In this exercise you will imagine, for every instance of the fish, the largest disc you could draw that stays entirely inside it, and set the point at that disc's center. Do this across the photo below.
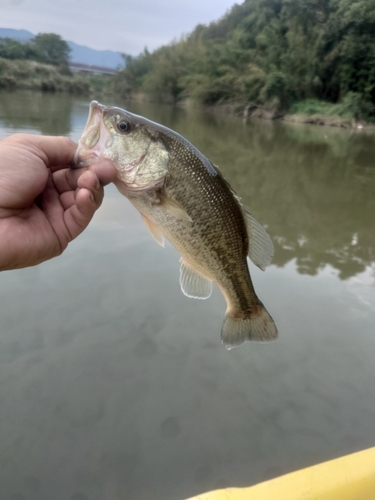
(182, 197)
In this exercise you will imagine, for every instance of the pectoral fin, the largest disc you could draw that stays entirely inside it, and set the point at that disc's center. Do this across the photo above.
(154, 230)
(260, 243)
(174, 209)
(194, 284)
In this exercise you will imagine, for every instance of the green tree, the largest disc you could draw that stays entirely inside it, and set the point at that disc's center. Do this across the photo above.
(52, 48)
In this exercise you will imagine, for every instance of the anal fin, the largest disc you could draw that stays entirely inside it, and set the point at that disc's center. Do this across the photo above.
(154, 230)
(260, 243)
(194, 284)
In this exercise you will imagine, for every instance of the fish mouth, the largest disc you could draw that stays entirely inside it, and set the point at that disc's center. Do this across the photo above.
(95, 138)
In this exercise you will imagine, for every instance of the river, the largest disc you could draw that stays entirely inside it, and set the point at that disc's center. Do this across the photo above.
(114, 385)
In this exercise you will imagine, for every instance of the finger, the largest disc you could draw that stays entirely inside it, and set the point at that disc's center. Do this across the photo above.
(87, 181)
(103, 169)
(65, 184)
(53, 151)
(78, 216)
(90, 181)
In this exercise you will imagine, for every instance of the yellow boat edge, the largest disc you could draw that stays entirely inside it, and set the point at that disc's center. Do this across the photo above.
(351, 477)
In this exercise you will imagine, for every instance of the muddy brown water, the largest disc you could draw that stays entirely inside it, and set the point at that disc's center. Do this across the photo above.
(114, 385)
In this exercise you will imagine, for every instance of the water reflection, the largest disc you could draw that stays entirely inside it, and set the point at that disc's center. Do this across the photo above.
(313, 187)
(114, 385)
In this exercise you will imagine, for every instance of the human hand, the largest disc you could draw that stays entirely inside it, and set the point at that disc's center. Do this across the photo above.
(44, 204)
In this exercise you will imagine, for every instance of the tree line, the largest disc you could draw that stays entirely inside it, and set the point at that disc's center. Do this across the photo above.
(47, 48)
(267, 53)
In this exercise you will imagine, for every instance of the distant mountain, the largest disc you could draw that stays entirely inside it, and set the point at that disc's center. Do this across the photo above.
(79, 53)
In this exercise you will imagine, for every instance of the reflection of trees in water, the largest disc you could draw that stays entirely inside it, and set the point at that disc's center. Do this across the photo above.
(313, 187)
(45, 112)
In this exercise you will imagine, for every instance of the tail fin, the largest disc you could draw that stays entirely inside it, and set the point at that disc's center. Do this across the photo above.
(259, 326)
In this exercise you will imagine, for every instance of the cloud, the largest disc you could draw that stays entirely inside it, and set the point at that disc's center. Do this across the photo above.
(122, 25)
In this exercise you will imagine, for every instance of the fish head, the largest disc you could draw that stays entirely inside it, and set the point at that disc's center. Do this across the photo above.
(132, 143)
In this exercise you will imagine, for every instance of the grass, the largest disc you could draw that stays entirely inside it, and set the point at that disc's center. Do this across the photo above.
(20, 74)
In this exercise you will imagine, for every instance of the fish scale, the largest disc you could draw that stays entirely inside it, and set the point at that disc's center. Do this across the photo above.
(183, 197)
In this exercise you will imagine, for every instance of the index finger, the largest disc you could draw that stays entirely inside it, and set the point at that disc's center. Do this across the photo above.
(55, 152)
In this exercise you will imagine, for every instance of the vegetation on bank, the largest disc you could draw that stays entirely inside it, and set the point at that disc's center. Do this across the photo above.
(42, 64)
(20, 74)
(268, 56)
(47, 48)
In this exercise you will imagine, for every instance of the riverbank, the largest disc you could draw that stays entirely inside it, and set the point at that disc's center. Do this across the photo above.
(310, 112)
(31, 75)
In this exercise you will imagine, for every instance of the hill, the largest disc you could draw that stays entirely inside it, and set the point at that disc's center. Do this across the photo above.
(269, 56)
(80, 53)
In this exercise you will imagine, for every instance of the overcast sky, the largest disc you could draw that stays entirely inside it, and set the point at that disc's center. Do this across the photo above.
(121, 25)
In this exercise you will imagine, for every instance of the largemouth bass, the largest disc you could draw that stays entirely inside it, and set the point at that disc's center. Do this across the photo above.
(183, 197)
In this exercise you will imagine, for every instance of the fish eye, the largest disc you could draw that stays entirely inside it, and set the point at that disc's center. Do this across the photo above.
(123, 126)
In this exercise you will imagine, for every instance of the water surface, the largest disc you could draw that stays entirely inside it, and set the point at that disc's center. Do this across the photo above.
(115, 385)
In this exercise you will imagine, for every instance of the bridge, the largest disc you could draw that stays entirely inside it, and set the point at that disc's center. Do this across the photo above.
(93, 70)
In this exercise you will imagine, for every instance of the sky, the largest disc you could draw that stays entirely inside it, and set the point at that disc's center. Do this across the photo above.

■ ■ ■

Reproduce the lines word for word, starting at the one holding "water surface, the" and ending at the final line of the material above.

Finished exercise:
In this exercise you will imagine, for every instance of the water surface, the largest disc you could draw that stays entirely inside it, and set the point at that disc's center. Do this across the photo above.
(115, 385)
In this exercise you will imagine, for every instance of the bridge, the largest disc you could draw that stays entirely inside it, and set the point at that disc's center. Do this across the photo above.
(93, 70)
In this exercise you will imagine, for every instance of the sky, the largest disc you could draw that stays entirely inside it, and set the point at that disc's center. Do this across the photo above.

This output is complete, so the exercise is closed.